FIGURE 2. Graphic illustration of game theoretic applications in PSE.

2 Background in game theory

2.1 Types of games

The foundations of game theory were formed by von Neumann and Morgenstern (1944), when they generalised and put into a mathematical context notions that concerned economists since the 19th century. A game can be defined as any interaction between agents, that is restricted by set of rules dictating the allowed moves for each player and a set of outcomes for each possible combination of moves. However trivial this may seem, the theory of games mathematically reflects how the choice of an individual affect the choices of others (Hargreaves-Heap and Varoufakis, 2004). Let a strategic game be comprised of a set of players $N ≔ {1, \dots, n}$ , and $X \subset R^{m}$ be the set of feasible decisions players can make. Let the utility function $f_{j} : X \to R_{+}$ of player $j \in N$ be the mapping of a decision to a player’s payoff. Then the utility set $U$ can be described as the set of all achievable utility allocations:

U ≔ {u \in R_{+}^{n} | \exists x \in X : f_{j} (x) = u_{j}, j \in N} (1)

There exist various allocation schemes that propose the allocation of the utility among the players of the game. Such an allocation scheme is the choice of a function $ϕ : U \to R^{n}$ that selects a vector $u^{*} = ϕ (U)$ . Following Moulin (1988), the axiomatic properties of allocation schemes can be summarised as follows.

══════

:: Problems to work on ::
[1] Summarize the game theory passage in two sentences.
[2] Reproduce the stretch of the game theory passage from "There exist various" through "summarised as follows.".
The lines that follow have no connection to the game theory passage.

:: Given information ::
══════

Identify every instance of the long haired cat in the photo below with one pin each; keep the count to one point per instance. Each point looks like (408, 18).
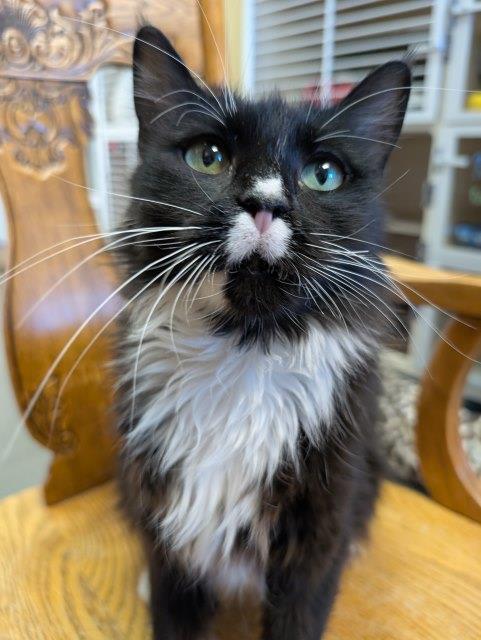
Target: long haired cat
(249, 354)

══════

:: Exercise results ::
[1] Von Neumann and Morgenstern laid the foundations of game theory in 1944 by putting into mathematical form ideas that had concerned economists since the 19th century, and a game is any interaction between agents governed by rules on allowed moves and outcomes for each combination of moves. The passage defines a strategic game through its players, feasible decisions and utility functions, describes the utility set of all achievable utility allocations, and introduces allocation schemes as functions that select a utility vector from that set.

[2]
There exist various allocation schemes that propose the allocation of the utility among the players of the game. Such an allocation scheme is the choice of a function $ϕ : U \to R^{n}$ that selects a vector $u^{*} = ϕ (U)$ . Following Moulin (1988), the axiomatic properties of allocation schemes can be summarised as follows.